# REQUIREMENT
Convert every line of the records below into a Markdown table with two columns, No. and Text. Number the rows in order and leave out blank lines.

# RECORDS SUPPLIED
▼
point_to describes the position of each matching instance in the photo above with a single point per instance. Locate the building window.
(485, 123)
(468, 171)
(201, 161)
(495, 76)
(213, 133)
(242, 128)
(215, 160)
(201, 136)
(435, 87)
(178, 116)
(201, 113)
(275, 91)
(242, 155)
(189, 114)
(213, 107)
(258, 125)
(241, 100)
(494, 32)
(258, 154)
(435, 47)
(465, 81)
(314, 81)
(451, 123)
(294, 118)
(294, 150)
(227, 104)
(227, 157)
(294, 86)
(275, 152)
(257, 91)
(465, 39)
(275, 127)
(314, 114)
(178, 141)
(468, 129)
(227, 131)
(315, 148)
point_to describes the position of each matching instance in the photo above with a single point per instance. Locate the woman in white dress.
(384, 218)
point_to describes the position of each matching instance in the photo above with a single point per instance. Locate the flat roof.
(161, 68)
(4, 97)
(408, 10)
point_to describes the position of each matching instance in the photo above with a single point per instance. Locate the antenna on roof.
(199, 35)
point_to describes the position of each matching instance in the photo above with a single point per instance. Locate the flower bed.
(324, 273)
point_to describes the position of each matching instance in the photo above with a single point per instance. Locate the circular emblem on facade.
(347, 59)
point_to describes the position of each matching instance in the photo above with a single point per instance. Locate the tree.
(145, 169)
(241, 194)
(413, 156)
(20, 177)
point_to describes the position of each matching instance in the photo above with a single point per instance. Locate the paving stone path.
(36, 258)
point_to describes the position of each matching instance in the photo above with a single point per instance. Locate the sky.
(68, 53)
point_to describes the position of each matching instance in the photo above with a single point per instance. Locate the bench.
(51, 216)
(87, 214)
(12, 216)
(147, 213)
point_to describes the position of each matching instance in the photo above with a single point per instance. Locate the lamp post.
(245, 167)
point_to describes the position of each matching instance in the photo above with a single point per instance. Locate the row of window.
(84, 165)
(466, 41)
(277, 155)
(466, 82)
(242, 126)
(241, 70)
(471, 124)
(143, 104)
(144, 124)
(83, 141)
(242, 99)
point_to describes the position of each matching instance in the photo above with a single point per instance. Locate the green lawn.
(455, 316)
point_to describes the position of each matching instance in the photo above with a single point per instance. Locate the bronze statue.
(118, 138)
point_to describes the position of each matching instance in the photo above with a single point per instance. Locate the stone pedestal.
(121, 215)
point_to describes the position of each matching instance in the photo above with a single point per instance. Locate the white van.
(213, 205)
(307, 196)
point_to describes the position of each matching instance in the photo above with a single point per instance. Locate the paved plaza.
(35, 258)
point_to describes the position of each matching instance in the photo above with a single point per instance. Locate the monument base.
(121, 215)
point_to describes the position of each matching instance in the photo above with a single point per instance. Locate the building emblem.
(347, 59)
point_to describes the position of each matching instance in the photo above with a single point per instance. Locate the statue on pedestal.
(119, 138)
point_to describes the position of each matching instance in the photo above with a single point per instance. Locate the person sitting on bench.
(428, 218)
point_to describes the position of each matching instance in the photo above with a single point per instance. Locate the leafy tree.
▲
# FULL OUTPUT
| No. | Text |
|---|---|
| 1 | point_to describes the position of each matching instance in the photo above with a single point per instance. Locate the building window. |
| 2 | (485, 123) |
| 3 | (468, 171) |
| 4 | (201, 161) |
| 5 | (495, 76) |
| 6 | (213, 133) |
| 7 | (242, 128) |
| 8 | (215, 160) |
| 9 | (201, 136) |
| 10 | (435, 87) |
| 11 | (178, 116) |
| 12 | (201, 113) |
| 13 | (275, 91) |
| 14 | (242, 155) |
| 15 | (189, 114) |
| 16 | (213, 107) |
| 17 | (258, 125) |
| 18 | (241, 100) |
| 19 | (494, 32) |
| 20 | (258, 154) |
| 21 | (435, 47) |
| 22 | (465, 81) |
| 23 | (314, 81) |
| 24 | (451, 123) |
| 25 | (294, 118) |
| 26 | (294, 150) |
| 27 | (227, 104) |
| 28 | (227, 157) |
| 29 | (294, 86) |
| 30 | (275, 152) |
| 31 | (257, 91) |
| 32 | (465, 39) |
| 33 | (275, 127) |
| 34 | (314, 114) |
| 35 | (178, 141) |
| 36 | (468, 129) |
| 37 | (227, 131) |
| 38 | (315, 148) |
| 39 | point_to describes the position of each matching instance in the photo above with a single point per instance. Locate the woman in white dress. |
| 40 | (384, 218) |
| 41 | point_to describes the position of each matching instance in the photo above with a single point per instance. Locate the flat roof. |
| 42 | (161, 68) |
| 43 | (4, 97) |
| 44 | (408, 10) |
| 45 | point_to describes the position of each matching instance in the photo above with a single point per instance. Locate the antenna on roof. |
| 46 | (199, 35) |
| 47 | point_to describes the position of each matching instance in the photo above with a single point per instance. Locate the flower bed. |
| 48 | (324, 273) |
| 49 | point_to describes the position of each matching instance in the photo above with a single point per instance. Locate the circular emblem on facade. |
| 50 | (347, 59) |
| 51 | point_to describes the position of each matching instance in the photo above with a single point per instance. Locate the tree. |
| 52 | (145, 169) |
| 53 | (241, 194) |
| 54 | (413, 156) |
| 55 | (20, 177) |
| 56 | point_to describes the position of each matching instance in the photo above with a single point per instance. Locate the paving stone path. |
| 57 | (36, 258) |
| 58 | point_to describes the position of each matching instance in the photo above with a single point per instance. Locate the sky. |
| 59 | (68, 53) |
| 60 | point_to describes the position of each matching instance in the photo above with a single point per instance. Locate the bench. |
| 61 | (51, 216) |
| 62 | (87, 214) |
| 63 | (12, 216) |
| 64 | (147, 213) |
| 65 | point_to describes the position of each matching instance in the photo above with a single point per instance. Locate the lamp post. |
| 66 | (245, 167) |
| 67 | point_to describes the position of each matching instance in the photo above with a single point per instance. Locate the row of window. |
| 68 | (84, 165) |
| 69 | (466, 41) |
| 70 | (277, 155) |
| 71 | (466, 82) |
| 72 | (242, 126) |
| 73 | (241, 70) |
| 74 | (471, 124) |
| 75 | (143, 104) |
| 76 | (144, 124) |
| 77 | (83, 141) |
| 78 | (242, 99) |
| 79 | point_to describes the position of each matching instance in the photo above with a single point per instance. Locate the green lawn. |
| 80 | (455, 316) |
| 81 | point_to describes the position of each matching instance in the photo above with a single point per instance. Locate the bronze statue. |
| 82 | (118, 138) |
| 83 | point_to describes the position of each matching instance in the photo above with a single point per instance. Locate the stone pedestal. |
| 84 | (121, 215) |
| 85 | point_to describes the position of each matching instance in the photo above with a single point per instance. Locate the white van. |
| 86 | (213, 205) |
| 87 | (307, 196) |
| 88 | point_to describes the position of each matching instance in the photo above with a single point per instance. Locate the paved plaza. |
| 89 | (35, 258) |
| 90 | point_to describes the position of each matching instance in the photo above with a single point per instance. Locate the monument base. |
| 91 | (121, 215) |
| 92 | point_to describes the position of each matching instance in the photo above with a single point per instance. Locate the building emblem. |
| 93 | (347, 59) |
| 94 | point_to describes the position of each matching instance in the photo above with a single point per instance. Locate the statue on pedestal. |
| 95 | (119, 138) |
| 96 | point_to describes the position of each matching instance in the photo above with a single point per instance. Locate the person sitting on bench. |
| 97 | (428, 218) |
| 98 | point_to describes the position of each matching instance in the photo above with a single point per instance. Locate the leafy tree. |